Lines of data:
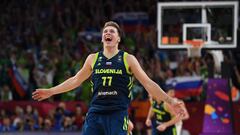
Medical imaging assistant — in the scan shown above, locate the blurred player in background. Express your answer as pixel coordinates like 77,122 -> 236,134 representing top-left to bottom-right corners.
145,88 -> 189,135
32,21 -> 185,135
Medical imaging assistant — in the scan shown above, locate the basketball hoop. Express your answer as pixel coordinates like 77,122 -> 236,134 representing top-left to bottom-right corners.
184,40 -> 205,58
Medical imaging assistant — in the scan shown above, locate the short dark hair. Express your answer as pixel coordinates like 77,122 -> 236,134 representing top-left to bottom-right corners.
103,21 -> 122,37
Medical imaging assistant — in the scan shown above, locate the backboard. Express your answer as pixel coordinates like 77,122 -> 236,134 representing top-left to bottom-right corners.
157,1 -> 238,49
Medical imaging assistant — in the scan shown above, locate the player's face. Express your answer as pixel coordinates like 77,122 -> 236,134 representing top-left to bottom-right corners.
102,26 -> 120,47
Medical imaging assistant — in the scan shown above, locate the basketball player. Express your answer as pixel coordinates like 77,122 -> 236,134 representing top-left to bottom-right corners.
145,89 -> 181,135
32,21 -> 184,135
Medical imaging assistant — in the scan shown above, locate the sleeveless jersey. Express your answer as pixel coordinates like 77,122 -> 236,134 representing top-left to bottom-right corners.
89,50 -> 133,113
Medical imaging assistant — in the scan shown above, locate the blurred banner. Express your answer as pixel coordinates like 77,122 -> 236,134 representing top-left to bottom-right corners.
166,76 -> 203,98
201,79 -> 233,135
8,64 -> 28,97
113,12 -> 149,32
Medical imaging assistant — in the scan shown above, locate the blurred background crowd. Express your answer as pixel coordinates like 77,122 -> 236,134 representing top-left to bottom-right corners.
0,0 -> 240,132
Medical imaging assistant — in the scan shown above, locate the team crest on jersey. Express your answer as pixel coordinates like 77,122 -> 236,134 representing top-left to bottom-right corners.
118,55 -> 122,62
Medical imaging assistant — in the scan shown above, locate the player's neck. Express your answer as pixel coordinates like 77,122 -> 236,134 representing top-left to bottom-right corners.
103,48 -> 119,59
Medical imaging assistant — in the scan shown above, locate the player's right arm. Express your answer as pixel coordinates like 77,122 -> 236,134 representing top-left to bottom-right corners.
145,97 -> 153,127
32,54 -> 96,101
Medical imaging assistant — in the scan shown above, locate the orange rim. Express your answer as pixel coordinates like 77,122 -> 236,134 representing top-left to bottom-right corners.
184,40 -> 204,48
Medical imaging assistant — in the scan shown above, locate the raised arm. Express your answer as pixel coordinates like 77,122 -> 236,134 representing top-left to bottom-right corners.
127,54 -> 185,117
32,54 -> 95,101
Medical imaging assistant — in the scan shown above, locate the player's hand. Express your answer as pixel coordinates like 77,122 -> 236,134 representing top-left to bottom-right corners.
128,120 -> 134,134
171,99 -> 186,118
32,89 -> 53,101
157,123 -> 167,131
145,119 -> 152,127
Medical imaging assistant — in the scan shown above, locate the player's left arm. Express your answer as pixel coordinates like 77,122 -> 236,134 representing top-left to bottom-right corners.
161,103 -> 181,128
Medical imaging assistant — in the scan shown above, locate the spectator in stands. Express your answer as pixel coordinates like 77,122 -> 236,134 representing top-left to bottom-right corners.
0,117 -> 15,132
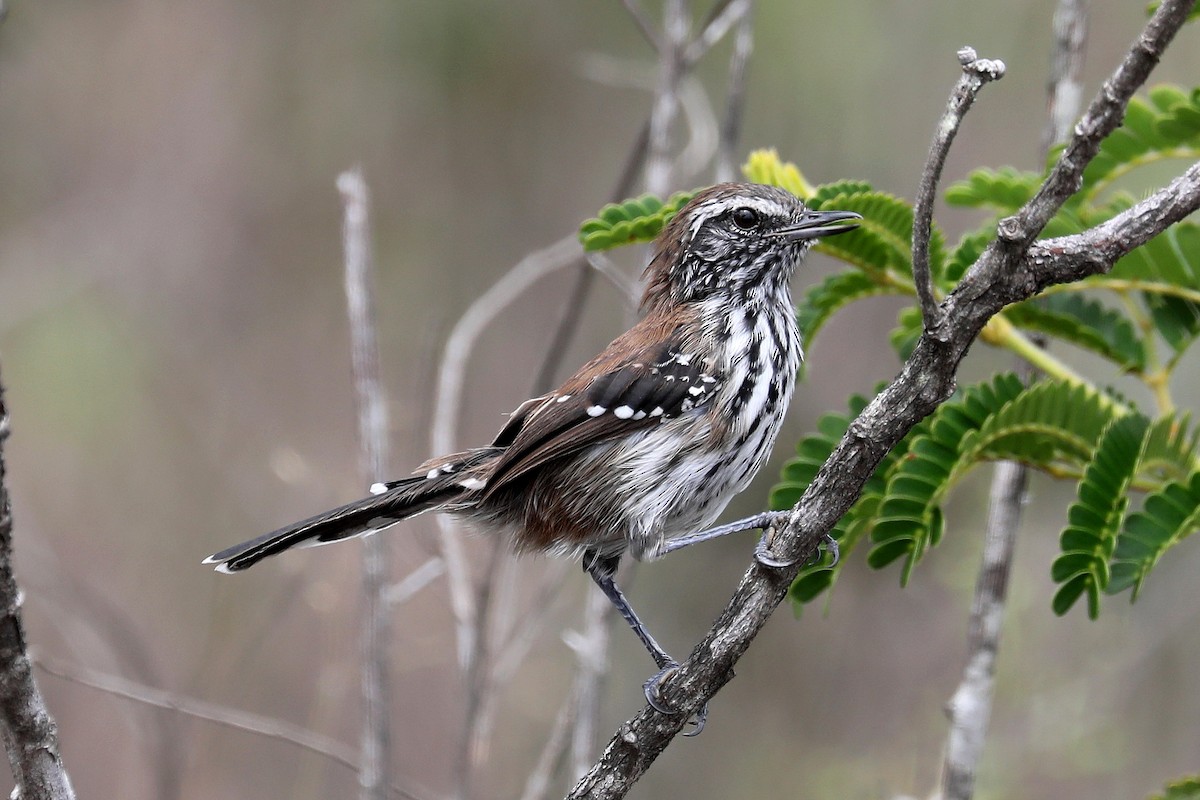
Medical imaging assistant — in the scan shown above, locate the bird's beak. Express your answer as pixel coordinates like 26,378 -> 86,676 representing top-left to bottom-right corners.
775,211 -> 863,241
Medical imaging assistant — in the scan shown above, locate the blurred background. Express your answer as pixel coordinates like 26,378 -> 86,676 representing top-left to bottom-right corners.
0,0 -> 1200,799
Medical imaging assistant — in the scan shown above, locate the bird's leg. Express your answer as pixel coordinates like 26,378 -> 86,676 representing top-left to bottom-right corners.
661,511 -> 840,569
583,551 -> 708,736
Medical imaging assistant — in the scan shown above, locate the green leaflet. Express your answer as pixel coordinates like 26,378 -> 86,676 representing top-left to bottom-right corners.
1050,414 -> 1150,619
868,374 -> 1024,584
959,380 -> 1121,469
1004,291 -> 1146,373
1081,86 -> 1200,200
944,167 -> 1043,213
770,385 -> 926,613
816,188 -> 946,283
1096,222 -> 1200,354
1148,777 -> 1200,800
1108,470 -> 1200,600
580,192 -> 696,253
1138,414 -> 1200,483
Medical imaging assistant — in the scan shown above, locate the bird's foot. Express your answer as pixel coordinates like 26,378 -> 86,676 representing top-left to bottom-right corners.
642,661 -> 708,736
754,528 -> 841,570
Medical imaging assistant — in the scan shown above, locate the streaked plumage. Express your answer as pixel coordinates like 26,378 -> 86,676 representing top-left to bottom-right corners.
208,184 -> 858,734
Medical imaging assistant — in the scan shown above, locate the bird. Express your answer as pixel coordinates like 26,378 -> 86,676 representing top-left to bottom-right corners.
204,182 -> 862,733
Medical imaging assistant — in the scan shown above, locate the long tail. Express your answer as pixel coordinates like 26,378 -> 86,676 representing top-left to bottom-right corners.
204,447 -> 499,572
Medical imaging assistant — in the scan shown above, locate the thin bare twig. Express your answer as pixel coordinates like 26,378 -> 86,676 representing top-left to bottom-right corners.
620,0 -> 662,50
683,0 -> 751,70
563,591 -> 613,781
569,0 -> 1200,800
32,654 -> 433,800
384,555 -> 446,610
430,235 -> 580,673
941,462 -> 1027,800
1042,0 -> 1088,157
714,0 -> 754,182
646,0 -> 690,197
337,168 -> 391,800
941,0 -> 1087,800
912,47 -> 1004,331
0,371 -> 74,800
521,681 -> 578,800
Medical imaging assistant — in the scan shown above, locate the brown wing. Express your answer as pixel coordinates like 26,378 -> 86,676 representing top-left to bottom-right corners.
484,320 -> 721,495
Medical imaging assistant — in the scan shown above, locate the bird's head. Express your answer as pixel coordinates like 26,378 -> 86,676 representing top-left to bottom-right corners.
642,184 -> 862,312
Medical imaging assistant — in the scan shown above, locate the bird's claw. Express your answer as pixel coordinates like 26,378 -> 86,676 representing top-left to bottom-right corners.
642,661 -> 708,736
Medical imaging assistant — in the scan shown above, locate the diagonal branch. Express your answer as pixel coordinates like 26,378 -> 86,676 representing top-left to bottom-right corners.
941,6 -> 1087,800
0,367 -> 74,800
912,47 -> 1004,330
569,0 -> 1200,800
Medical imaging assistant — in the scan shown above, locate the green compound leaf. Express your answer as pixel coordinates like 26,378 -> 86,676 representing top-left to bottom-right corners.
1138,414 -> 1200,485
946,167 -> 1043,213
742,149 -> 812,201
1084,86 -> 1200,199
1108,470 -> 1200,600
804,180 -> 875,211
1004,291 -> 1146,373
868,374 -> 1025,585
1148,772 -> 1200,800
1050,414 -> 1150,619
770,384 -> 926,613
815,190 -> 946,284
796,270 -> 900,345
941,224 -> 996,289
580,192 -> 696,253
959,380 -> 1122,469
1096,222 -> 1200,354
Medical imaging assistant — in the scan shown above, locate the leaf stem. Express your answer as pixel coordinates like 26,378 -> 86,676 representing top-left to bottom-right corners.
979,313 -> 1092,386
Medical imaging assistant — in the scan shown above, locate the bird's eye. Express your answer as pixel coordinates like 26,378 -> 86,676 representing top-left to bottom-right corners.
730,206 -> 758,230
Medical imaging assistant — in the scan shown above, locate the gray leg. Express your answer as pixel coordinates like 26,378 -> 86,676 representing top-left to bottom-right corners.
583,551 -> 708,736
662,511 -> 840,569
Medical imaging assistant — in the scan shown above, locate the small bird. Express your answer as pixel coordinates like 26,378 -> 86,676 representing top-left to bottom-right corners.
205,184 -> 862,733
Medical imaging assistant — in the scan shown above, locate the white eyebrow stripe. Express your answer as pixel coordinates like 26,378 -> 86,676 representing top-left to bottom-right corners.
688,196 -> 787,241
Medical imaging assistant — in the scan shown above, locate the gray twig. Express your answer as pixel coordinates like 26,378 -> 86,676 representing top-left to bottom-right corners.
569,0 -> 1200,800
1042,0 -> 1088,154
385,555 -> 446,610
620,0 -> 662,52
0,371 -> 74,800
646,0 -> 690,197
912,47 -> 1004,331
941,462 -> 1027,800
941,0 -> 1087,800
714,0 -> 754,182
337,168 -> 391,800
32,655 -> 433,800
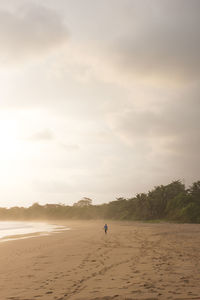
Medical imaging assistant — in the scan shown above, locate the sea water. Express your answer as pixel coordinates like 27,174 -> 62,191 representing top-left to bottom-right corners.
0,221 -> 70,242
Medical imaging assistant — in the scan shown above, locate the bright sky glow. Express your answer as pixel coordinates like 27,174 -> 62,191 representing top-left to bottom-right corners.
0,0 -> 200,206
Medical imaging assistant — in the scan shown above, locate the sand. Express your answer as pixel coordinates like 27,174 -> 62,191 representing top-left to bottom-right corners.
0,221 -> 200,300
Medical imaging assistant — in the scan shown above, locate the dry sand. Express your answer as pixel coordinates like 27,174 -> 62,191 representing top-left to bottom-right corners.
0,221 -> 200,300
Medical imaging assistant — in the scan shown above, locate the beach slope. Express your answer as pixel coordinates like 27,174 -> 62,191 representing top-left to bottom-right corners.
0,221 -> 200,300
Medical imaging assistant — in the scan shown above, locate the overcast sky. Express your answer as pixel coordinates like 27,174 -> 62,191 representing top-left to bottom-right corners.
0,0 -> 200,206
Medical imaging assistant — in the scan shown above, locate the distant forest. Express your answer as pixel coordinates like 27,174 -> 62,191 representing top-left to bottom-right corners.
0,180 -> 200,223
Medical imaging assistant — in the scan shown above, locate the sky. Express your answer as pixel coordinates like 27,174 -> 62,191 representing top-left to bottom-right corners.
0,0 -> 200,207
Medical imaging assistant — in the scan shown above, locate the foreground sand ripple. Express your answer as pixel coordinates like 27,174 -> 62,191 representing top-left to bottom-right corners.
0,221 -> 200,300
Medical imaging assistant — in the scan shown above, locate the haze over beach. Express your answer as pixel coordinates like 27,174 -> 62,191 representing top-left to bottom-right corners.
0,0 -> 200,300
0,0 -> 200,207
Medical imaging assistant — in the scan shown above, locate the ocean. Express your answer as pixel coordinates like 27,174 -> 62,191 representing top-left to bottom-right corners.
0,221 -> 70,242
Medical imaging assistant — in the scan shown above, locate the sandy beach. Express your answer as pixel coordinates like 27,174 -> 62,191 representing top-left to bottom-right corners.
0,221 -> 200,300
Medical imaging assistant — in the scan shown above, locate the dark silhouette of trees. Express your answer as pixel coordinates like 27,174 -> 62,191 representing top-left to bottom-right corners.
0,180 -> 200,223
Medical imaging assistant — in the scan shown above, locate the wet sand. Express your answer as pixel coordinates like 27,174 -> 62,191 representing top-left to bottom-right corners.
0,221 -> 200,300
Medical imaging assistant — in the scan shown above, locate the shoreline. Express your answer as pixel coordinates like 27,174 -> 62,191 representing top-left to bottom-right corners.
0,221 -> 200,300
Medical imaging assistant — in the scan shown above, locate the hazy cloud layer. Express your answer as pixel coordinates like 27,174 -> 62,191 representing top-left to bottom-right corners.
26,129 -> 55,142
0,0 -> 200,204
0,2 -> 68,63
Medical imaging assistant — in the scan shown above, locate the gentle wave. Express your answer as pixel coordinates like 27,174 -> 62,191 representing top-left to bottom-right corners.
0,221 -> 70,242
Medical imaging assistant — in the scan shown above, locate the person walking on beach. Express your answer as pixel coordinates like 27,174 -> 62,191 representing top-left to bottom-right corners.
104,224 -> 108,234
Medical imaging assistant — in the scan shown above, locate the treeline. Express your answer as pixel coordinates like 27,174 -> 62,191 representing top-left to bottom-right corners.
0,180 -> 200,223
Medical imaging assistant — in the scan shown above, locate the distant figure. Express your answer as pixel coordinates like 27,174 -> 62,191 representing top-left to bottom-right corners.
104,224 -> 108,234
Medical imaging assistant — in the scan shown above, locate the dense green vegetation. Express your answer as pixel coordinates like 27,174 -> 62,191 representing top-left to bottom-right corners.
0,181 -> 200,223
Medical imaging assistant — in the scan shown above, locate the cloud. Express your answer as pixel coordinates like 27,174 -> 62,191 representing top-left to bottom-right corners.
108,88 -> 200,180
26,129 -> 54,142
0,3 -> 68,63
106,0 -> 200,81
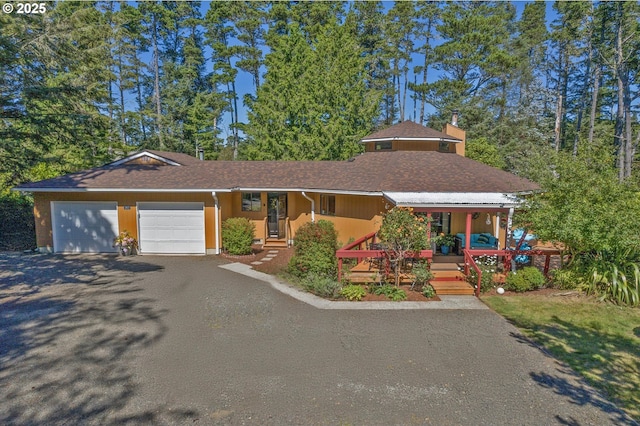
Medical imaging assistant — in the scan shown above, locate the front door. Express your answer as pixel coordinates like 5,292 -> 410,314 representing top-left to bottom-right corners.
267,192 -> 287,238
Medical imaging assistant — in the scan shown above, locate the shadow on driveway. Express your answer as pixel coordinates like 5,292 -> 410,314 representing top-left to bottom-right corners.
0,253 -> 194,424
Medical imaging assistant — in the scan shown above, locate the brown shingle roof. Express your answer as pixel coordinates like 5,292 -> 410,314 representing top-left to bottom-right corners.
16,151 -> 538,193
361,121 -> 462,142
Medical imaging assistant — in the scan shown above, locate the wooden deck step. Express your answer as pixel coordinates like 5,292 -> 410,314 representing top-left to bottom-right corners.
431,263 -> 464,271
431,270 -> 465,281
262,238 -> 289,249
431,280 -> 474,296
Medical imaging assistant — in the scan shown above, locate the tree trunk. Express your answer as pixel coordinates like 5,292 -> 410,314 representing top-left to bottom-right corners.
614,11 -> 626,181
152,16 -> 164,150
555,95 -> 562,152
589,67 -> 600,146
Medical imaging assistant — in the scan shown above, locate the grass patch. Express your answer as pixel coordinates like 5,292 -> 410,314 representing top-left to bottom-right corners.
482,295 -> 640,420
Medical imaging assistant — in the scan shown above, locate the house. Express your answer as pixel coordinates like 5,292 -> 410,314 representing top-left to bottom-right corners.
15,120 -> 538,260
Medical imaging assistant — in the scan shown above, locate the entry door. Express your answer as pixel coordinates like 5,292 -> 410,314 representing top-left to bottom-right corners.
267,192 -> 287,238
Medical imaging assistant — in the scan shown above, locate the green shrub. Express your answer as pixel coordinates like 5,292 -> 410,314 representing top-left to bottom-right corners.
467,256 -> 498,293
340,284 -> 367,301
370,284 -> 407,302
587,263 -> 640,306
222,217 -> 256,255
289,220 -> 338,278
551,268 -> 584,290
422,284 -> 436,299
0,194 -> 36,250
411,262 -> 433,285
504,266 -> 545,292
302,273 -> 340,298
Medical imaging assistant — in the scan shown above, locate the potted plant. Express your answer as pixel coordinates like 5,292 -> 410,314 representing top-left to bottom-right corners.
113,230 -> 138,256
435,232 -> 456,254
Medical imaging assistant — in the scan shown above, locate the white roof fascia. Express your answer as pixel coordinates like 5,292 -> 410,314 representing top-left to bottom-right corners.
11,188 -> 231,192
384,192 -> 521,208
231,188 -> 384,196
360,136 -> 462,143
107,151 -> 182,166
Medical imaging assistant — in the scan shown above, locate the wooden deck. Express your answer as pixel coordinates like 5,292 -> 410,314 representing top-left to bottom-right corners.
345,256 -> 474,296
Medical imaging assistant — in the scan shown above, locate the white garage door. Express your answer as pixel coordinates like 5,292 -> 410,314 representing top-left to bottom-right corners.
51,201 -> 118,253
138,203 -> 205,254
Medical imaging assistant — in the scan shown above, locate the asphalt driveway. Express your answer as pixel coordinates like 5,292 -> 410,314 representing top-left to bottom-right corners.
0,253 -> 633,425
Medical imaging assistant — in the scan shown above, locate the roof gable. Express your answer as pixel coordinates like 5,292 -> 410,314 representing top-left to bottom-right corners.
16,151 -> 538,194
360,121 -> 462,143
106,149 -> 200,167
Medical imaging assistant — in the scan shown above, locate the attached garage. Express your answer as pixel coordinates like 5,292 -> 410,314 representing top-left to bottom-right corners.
138,202 -> 206,254
51,201 -> 118,253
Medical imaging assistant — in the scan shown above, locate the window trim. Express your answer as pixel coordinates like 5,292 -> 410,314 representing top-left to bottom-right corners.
240,192 -> 262,213
320,194 -> 336,216
373,141 -> 393,151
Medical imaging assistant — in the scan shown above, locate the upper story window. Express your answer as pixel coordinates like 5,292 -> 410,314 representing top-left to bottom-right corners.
320,194 -> 336,216
374,141 -> 393,151
242,192 -> 262,212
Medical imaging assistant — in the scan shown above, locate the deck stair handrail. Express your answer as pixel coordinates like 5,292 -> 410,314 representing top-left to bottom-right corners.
284,216 -> 291,247
263,216 -> 269,244
462,249 -> 482,297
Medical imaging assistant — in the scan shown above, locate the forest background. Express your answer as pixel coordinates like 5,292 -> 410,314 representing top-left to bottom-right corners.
0,1 -> 640,276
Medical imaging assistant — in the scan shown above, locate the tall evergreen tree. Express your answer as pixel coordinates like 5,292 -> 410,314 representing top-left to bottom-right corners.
244,16 -> 379,160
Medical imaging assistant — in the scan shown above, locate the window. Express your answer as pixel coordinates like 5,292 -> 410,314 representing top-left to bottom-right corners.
320,194 -> 336,216
375,141 -> 392,151
242,192 -> 262,212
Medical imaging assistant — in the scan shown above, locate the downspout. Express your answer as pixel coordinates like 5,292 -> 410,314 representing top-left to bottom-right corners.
506,207 -> 516,271
302,191 -> 316,222
211,191 -> 220,254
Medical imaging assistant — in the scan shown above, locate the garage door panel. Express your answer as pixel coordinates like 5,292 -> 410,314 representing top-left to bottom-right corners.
138,202 -> 205,254
51,201 -> 118,253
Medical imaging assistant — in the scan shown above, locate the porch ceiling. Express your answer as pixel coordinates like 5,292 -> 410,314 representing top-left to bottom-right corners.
383,192 -> 521,208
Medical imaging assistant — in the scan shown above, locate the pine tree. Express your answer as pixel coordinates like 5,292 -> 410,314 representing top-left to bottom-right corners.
244,15 -> 380,160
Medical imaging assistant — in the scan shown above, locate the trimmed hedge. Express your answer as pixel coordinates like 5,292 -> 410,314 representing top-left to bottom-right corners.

WORK INSTRUCTIONS —
Update the part of the entries that opens with the line containing "locate the house." and closes with the line containing "15,120 -> 538,260" by changing "house" to "building". Return only those lines, with everything else unchanged.

TASK ANSWER —
Medical imaging assistant — in the scan shown above, locate the building. Express your answer as pixel coordinates like 5,292 -> 410,314 representing top-left to bottom-right corners.
15,120 -> 538,260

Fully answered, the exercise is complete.